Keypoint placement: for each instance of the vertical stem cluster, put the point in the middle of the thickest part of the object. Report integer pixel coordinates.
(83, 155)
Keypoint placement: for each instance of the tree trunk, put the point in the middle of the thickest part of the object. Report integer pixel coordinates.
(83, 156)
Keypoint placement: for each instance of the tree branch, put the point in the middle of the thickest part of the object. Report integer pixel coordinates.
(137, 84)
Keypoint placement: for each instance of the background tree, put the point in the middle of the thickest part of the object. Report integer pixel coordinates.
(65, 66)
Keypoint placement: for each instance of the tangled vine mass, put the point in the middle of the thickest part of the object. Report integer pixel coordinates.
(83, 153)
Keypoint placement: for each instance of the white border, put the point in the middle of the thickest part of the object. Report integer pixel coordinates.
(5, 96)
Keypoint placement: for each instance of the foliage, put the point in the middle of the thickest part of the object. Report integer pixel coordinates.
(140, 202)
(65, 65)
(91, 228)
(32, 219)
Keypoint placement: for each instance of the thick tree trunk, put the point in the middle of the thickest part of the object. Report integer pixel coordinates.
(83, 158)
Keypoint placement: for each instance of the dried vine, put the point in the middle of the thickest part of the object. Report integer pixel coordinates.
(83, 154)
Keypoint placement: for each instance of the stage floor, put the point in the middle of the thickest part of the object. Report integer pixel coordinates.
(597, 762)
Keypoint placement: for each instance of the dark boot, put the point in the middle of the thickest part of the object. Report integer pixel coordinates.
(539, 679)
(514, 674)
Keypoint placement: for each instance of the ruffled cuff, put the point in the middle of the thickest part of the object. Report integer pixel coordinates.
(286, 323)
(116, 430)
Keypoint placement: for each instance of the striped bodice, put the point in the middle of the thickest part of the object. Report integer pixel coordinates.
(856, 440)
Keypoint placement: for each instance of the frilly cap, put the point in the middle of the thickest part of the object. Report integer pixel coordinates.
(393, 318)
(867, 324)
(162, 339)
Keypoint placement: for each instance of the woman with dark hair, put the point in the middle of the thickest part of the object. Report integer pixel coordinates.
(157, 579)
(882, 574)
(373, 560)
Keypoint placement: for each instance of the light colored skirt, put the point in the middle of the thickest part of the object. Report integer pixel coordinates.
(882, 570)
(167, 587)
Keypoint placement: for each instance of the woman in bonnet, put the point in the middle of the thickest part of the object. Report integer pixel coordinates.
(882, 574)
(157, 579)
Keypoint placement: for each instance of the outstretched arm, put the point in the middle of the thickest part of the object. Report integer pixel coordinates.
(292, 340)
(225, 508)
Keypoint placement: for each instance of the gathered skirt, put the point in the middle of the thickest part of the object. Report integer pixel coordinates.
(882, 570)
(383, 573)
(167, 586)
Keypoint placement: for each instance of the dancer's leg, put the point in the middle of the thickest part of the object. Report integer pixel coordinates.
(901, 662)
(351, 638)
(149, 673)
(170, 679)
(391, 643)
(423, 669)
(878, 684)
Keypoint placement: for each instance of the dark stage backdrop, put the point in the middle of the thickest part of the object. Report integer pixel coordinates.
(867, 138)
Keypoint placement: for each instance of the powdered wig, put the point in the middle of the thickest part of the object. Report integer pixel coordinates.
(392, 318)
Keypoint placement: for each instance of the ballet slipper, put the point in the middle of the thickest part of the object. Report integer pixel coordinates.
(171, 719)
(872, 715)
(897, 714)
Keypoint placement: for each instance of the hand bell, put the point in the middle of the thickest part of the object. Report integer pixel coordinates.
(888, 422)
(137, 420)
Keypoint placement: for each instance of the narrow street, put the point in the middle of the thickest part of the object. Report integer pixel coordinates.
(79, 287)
===
◆ WHAT IS NEEDED
The required answer is every line of the data, duplicated exactly.

◆ WRITTEN ANSWER
Keypoint placement: for each instance of the vertical stem cluster, put the point in the middle of the thickest part of the object. Report integer pixel coordinates.
(83, 155)
Keypoint placement: for each instance of the tree trunk, put the point in the middle of the thickest part of the object. Report integer pixel coordinates.
(83, 156)
Keypoint placement: for each instance of the tree branch, put the point in the middle of the thickest part of the object. Report integer pixel coordinates.
(137, 84)
Keypoint placement: for each instance of the background tree, put the point in the middle of the thickest part of the object. Report integer pixel coordinates.
(65, 66)
Keypoint placement: for each instance of the tangled vine mass, put the point in the middle of the thickest part of the object. Report integer pixel coordinates.
(83, 153)
Keypoint placement: for each instance of the white border, put the point in the middle of the thickest part of the object. Report integer pixel coordinates.
(5, 96)
Keypoint placement: for each instance of the foliage, put the point in the middle of the thickest part of the object. Report integer pixel coordinates.
(140, 202)
(65, 65)
(91, 228)
(32, 219)
Keypoint placement: for each instance of the thick tree trunk, put the point in the middle of the thickest part of the object. Report integer pixel coordinates.
(83, 158)
Keypoint placement: for each instance of the dried vine, put the point in the middle of the thickest part of the object. Report integer pixel coordinates.
(83, 154)
Keypoint placement: for each instance of the stage floor, put the point in the middle of the thickest part of the object. Report integer pixel coordinates.
(597, 762)
Keypoint placement: for each instance of the dark boot, put the point in the middle of the thickest part of the object. Report integer pixel coordinates.
(539, 679)
(514, 674)
Keypoint placement: for each instance of the ruffled cuff, put the point in the middle of the thickest part of the object. Report integer pixel coordinates.
(286, 323)
(116, 430)
Keypoint placement: for each instance of the striped bodice, put the point in the middle of the thickest part of the object. Report integer pixel coordinates.
(856, 440)
Keypoint placement: for each instance of the frilly cap, put the point in the middle of the thickest part of the object. Report integer pixel coordinates.
(393, 318)
(867, 324)
(162, 339)
Keypoint placement: for each instance of the woman with dark hair, put the point in the middle of the thickest part of the object. Report integer pixel coordinates.
(157, 579)
(882, 574)
(373, 560)
Keypoint placement: for each instance of the light colored skirt, put the point in the middle of the thickest part of the object. Report integer pixel coordinates.
(882, 570)
(167, 587)
Keypoint placement: for each instance of the woman in bonnet, put the point in the middle of the thickest part of the object. Report integer pixel coordinates.
(882, 574)
(157, 579)
Keypoint placement: for each instance of the outstretched arm, put the point in the middle of the thickest part of the object. Report integer pixel coordinates.
(292, 340)
(225, 508)
Keypoint placement: for each instance of the gathered skirt, put the point in the middle of the thickest part of the object. Report integer pixel coordinates.
(882, 570)
(383, 573)
(167, 586)
Keypoint placement: for each instance of the dancer's leg, put the point in the middle of the thickest part of the object. Report integer pixel coordinates.
(901, 662)
(351, 638)
(149, 673)
(170, 679)
(391, 643)
(423, 669)
(878, 684)
Keypoint placement: for each instance of the dark stage backdrop, put the point in the middle of the thickest part of the object. Report integer pixel coordinates.
(867, 138)
Keypoint placement: for each instance of the powdered wig, put the point in the middle of the thickest part of the object. Report integer pixel coordinates.
(392, 318)
Keypoint placement: for each instance of the ballet slipper, put the point in the middle of the thickest part of the object. Report integer pixel coordinates.
(171, 719)
(872, 715)
(897, 714)
Keypoint placement: for each instance of the hand bell, put the point in the middle of the thickest part of the object. Report integer pixel coordinates.
(888, 422)
(137, 420)
Keypoint placement: for each instance of the narrow street, put the point in the middle of the thickest part of the object. Report integer pixel coordinates.
(79, 287)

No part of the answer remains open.